**Input rows**
* * * * * * * * *

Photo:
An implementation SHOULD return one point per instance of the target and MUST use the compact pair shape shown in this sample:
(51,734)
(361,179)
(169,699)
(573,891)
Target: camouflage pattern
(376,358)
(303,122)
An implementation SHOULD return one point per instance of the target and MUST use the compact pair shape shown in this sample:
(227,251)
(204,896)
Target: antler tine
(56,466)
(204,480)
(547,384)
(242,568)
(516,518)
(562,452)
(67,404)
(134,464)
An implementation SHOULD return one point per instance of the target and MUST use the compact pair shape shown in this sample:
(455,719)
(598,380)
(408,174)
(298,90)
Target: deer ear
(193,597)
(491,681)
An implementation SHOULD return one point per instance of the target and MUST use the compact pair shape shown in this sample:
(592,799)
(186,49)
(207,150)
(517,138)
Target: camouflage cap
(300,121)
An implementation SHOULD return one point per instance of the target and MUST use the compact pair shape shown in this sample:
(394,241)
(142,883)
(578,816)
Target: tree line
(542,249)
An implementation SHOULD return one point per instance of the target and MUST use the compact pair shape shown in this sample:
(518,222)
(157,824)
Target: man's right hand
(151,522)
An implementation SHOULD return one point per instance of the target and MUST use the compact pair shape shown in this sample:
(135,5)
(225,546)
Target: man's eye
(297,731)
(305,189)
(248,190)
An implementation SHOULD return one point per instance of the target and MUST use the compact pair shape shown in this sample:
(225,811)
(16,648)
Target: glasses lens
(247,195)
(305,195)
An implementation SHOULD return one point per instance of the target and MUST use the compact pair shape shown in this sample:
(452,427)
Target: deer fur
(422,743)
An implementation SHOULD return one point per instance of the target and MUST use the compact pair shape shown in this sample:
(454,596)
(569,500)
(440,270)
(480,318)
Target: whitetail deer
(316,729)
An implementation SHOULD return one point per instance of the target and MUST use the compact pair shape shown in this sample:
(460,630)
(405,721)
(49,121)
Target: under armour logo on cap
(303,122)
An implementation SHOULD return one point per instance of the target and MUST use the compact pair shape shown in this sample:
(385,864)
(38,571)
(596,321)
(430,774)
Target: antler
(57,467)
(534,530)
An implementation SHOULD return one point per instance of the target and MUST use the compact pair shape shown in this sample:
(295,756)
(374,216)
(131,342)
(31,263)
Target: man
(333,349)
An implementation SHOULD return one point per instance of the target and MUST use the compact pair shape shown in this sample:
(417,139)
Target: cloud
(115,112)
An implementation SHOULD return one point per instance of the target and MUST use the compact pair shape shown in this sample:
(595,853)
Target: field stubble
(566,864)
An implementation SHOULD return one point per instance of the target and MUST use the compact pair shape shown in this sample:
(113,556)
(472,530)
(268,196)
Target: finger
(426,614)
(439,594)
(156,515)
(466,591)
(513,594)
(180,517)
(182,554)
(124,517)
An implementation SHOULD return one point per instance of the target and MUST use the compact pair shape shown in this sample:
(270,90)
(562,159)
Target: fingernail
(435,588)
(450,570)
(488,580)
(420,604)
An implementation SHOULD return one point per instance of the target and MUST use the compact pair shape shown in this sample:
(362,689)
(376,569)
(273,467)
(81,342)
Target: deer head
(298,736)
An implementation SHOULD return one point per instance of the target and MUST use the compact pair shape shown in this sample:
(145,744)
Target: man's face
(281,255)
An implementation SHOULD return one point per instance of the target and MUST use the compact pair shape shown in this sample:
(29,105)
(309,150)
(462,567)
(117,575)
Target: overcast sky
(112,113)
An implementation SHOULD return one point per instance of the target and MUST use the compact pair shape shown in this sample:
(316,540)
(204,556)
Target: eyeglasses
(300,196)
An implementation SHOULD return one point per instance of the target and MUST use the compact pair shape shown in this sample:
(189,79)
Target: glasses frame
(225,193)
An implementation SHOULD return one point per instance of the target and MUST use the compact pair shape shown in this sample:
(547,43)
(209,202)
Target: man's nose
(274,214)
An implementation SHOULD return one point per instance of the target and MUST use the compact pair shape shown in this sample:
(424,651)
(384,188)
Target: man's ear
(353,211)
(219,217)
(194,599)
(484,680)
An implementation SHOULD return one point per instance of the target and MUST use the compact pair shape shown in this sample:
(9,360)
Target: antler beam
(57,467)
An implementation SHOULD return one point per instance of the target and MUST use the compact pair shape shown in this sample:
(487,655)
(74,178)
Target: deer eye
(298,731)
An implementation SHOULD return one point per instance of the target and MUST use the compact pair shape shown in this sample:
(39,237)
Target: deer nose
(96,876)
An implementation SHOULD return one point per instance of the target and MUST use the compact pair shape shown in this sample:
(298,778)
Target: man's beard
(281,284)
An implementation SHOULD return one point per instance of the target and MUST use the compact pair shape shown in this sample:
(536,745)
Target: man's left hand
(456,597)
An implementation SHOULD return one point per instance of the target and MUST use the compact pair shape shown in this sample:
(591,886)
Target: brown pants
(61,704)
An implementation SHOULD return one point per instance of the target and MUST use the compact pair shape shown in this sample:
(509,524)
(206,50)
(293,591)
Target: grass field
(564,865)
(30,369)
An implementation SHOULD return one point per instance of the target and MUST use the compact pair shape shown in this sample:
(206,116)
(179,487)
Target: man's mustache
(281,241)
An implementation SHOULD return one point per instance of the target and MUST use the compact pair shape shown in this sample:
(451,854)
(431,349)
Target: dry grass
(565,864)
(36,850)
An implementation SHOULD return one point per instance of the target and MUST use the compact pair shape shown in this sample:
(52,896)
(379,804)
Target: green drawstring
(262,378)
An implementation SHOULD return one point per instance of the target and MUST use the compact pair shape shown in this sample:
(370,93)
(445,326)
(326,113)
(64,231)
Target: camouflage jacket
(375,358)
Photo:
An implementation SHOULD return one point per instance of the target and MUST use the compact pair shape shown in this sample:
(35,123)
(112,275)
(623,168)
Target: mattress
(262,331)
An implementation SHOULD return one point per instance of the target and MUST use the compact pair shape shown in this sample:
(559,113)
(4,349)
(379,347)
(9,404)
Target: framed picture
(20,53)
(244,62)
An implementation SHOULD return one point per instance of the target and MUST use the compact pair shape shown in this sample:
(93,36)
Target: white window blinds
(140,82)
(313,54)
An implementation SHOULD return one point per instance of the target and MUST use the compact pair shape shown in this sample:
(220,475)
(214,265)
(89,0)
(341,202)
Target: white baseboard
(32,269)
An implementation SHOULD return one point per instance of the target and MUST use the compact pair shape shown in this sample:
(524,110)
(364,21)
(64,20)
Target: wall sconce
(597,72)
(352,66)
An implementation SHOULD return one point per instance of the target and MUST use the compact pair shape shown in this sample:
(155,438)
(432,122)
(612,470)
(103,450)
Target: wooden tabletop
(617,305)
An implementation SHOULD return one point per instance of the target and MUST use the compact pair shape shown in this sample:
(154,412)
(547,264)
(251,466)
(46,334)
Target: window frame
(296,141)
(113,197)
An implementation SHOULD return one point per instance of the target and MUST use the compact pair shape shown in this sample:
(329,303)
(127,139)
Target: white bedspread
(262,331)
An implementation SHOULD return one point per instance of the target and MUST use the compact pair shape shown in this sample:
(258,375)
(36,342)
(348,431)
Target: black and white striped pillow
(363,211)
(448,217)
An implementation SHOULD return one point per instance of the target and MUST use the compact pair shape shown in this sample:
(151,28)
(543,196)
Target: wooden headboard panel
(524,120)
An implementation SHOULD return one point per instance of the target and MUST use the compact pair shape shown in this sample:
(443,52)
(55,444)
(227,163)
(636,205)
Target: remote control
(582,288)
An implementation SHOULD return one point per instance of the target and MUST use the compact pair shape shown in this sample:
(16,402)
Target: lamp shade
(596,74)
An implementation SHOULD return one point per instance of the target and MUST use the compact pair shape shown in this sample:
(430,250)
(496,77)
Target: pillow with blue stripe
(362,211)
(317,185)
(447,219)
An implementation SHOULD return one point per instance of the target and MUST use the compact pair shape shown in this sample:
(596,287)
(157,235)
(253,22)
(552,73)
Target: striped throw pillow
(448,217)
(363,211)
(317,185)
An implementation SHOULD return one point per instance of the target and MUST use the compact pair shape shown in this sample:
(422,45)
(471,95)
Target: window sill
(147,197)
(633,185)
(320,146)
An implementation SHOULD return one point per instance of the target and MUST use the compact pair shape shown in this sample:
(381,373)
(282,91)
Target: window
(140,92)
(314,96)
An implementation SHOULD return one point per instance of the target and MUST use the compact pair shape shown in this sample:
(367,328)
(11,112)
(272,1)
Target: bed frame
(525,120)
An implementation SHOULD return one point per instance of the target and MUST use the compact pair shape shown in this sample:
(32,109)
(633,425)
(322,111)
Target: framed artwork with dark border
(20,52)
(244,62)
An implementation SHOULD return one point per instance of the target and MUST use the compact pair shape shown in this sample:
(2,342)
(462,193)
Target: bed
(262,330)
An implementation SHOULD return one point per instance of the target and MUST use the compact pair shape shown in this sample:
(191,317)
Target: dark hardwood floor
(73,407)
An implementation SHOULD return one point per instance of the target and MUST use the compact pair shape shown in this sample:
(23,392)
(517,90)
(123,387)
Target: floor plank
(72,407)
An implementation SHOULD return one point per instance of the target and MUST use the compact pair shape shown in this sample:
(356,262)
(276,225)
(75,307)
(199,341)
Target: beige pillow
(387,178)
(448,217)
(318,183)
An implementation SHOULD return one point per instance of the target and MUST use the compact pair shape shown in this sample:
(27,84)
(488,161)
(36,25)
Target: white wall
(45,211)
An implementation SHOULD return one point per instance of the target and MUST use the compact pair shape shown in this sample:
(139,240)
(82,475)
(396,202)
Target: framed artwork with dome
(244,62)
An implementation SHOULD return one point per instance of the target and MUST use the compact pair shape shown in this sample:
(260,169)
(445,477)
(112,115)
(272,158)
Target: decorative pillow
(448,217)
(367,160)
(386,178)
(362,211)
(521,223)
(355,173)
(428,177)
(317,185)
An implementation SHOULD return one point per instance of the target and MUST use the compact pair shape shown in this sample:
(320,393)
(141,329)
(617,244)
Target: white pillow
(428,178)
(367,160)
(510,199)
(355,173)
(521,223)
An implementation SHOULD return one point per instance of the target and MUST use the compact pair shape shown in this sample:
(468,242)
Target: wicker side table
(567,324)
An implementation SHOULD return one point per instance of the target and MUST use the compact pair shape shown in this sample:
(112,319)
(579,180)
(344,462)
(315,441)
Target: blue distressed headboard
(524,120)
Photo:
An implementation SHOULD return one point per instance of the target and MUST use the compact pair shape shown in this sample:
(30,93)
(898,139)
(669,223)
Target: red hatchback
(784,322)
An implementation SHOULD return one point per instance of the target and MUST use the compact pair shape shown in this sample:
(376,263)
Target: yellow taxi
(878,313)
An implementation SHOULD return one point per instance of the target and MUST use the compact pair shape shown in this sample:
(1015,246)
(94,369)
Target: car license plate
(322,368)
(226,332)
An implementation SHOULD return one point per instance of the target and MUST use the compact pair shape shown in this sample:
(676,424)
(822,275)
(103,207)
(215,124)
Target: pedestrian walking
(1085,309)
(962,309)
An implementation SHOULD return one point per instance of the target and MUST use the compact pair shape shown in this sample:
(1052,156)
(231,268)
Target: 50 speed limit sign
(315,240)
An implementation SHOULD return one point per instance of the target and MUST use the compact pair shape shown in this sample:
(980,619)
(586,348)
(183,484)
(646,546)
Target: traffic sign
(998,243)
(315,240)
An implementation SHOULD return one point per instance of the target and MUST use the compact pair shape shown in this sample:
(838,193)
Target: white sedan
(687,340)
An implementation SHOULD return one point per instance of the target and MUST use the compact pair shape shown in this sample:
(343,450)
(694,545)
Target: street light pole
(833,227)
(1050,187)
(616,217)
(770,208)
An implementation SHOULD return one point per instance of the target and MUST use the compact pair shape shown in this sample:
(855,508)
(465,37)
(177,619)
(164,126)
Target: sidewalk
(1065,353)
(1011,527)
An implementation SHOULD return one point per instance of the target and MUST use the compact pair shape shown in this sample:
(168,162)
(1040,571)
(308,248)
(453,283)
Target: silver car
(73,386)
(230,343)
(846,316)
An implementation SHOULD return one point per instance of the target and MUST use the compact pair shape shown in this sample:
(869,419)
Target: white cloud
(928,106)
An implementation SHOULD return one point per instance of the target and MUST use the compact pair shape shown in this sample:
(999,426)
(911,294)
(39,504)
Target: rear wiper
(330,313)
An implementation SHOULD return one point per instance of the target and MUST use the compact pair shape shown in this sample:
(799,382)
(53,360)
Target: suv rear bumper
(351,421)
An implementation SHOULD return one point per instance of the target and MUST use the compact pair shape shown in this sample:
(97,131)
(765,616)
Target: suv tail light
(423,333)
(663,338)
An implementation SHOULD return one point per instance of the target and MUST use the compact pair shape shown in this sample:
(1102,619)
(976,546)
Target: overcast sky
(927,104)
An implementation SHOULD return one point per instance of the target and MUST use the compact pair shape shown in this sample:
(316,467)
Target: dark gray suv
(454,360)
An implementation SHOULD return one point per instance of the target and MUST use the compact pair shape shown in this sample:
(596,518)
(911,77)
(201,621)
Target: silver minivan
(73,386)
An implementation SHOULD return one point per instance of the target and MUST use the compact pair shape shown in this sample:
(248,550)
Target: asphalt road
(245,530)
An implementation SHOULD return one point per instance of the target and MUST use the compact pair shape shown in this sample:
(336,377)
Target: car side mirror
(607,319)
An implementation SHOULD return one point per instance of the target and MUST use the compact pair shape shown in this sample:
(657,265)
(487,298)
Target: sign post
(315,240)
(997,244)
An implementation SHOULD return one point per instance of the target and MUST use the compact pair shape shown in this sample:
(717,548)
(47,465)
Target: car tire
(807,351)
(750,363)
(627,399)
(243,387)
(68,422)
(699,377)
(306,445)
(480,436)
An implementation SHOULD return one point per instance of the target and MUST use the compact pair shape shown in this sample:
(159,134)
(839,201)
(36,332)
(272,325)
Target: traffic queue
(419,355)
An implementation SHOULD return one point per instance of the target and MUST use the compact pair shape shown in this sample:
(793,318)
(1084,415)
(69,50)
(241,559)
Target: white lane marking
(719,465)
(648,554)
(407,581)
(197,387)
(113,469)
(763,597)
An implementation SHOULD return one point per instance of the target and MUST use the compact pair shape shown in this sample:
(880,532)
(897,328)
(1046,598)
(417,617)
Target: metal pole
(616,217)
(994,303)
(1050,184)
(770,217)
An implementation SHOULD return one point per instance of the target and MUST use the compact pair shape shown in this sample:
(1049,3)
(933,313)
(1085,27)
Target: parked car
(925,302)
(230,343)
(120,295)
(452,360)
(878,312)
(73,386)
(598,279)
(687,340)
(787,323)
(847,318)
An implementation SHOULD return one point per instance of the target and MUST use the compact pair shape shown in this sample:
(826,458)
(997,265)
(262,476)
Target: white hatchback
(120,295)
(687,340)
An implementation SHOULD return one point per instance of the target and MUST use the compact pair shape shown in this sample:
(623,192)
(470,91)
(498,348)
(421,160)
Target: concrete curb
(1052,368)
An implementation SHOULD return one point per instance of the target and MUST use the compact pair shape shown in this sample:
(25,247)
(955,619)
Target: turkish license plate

* * * * * * * * *

**What to work on**
Count the lines of the listing above that contain the string "striped", matching case exactly. Reply with that number alone.

**Answer**
2